Dataset extracts labeled with boxes:
[Start]

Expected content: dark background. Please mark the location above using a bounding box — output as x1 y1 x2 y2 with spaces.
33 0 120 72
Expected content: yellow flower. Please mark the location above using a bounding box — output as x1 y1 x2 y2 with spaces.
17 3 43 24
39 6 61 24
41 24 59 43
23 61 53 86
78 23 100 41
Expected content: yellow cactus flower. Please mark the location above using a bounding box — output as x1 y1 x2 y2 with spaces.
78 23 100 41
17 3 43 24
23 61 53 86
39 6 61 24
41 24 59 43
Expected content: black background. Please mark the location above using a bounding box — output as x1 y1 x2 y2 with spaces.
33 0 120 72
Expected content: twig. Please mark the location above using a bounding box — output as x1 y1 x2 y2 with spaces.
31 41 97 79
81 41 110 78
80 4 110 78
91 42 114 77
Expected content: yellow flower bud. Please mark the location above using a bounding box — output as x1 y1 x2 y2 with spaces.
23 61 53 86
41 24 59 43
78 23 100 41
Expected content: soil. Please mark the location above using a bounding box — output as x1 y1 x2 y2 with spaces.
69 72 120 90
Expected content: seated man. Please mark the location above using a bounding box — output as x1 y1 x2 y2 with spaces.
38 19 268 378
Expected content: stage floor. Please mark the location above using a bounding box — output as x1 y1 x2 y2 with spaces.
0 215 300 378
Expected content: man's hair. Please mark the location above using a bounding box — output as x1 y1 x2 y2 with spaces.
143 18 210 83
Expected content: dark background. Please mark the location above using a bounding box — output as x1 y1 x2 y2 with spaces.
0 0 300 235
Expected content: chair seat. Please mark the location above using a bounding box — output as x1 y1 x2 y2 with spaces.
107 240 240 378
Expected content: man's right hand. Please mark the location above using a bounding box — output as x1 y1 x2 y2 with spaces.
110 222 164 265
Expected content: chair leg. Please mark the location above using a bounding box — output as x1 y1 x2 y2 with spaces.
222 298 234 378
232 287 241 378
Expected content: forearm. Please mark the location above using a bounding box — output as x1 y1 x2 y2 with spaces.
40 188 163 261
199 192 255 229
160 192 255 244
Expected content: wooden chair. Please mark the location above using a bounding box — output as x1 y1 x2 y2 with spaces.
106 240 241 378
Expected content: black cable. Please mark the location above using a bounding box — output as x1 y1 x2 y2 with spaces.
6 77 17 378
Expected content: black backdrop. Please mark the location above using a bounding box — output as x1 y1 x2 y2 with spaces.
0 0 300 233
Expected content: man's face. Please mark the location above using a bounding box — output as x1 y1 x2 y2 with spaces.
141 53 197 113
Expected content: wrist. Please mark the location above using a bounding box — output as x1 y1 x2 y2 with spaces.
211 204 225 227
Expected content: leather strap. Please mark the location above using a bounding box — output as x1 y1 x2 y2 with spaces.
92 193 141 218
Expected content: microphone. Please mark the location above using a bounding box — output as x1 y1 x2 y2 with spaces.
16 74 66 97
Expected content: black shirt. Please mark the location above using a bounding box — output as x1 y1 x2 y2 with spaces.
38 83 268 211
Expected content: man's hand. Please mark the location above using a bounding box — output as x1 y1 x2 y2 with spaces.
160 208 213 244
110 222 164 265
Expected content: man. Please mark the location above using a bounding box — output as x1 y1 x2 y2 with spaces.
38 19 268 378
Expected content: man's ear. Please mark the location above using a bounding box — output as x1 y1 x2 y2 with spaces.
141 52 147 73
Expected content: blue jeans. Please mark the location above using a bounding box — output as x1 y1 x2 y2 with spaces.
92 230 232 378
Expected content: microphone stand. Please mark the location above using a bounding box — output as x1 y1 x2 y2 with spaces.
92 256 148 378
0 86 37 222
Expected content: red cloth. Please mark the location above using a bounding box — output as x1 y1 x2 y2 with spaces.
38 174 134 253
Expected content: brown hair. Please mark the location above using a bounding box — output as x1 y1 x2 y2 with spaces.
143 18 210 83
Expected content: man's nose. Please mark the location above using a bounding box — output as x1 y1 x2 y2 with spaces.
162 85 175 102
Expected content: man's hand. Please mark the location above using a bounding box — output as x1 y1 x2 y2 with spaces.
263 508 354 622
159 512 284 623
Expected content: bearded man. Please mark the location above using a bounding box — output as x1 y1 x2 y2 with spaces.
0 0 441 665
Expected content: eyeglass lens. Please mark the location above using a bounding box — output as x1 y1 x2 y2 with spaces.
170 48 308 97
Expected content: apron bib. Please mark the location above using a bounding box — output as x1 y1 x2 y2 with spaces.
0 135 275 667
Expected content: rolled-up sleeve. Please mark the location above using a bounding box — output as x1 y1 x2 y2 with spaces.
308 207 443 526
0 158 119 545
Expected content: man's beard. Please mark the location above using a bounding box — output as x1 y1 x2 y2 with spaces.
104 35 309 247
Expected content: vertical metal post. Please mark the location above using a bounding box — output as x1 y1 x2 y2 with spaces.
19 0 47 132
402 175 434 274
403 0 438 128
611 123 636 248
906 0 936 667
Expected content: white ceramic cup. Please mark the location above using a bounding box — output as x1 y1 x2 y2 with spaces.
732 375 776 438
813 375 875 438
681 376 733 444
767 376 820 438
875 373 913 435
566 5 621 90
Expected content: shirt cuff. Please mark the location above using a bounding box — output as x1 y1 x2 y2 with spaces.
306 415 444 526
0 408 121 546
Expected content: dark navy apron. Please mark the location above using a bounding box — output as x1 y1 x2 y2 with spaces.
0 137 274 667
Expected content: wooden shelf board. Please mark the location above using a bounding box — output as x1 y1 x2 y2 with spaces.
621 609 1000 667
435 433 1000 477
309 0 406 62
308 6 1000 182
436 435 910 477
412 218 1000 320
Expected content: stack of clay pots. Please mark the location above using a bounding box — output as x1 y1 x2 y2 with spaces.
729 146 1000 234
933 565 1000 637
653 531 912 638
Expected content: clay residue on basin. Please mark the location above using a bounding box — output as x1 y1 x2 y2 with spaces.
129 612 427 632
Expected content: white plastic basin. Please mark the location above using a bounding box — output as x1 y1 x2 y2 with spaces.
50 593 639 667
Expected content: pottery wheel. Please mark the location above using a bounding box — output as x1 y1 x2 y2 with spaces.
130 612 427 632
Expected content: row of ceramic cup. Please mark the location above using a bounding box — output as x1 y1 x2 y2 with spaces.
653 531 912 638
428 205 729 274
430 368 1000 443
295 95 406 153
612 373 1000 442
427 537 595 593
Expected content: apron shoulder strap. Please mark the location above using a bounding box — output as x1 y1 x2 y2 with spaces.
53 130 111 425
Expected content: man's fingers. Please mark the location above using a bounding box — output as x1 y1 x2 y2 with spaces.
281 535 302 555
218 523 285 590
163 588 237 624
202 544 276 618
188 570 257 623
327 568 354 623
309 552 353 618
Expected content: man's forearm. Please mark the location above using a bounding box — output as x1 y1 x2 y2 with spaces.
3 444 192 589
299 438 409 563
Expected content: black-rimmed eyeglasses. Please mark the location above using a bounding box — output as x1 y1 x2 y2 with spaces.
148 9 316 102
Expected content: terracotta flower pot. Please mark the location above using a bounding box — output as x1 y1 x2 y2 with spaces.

[End]

DESCRIPTION OF THE TASK ::
Count the lines of the entries that contain the string "yellow", treating uppercase and lowercase as different. Give only the number.

OUTPUT FOR THIS TASK ::
3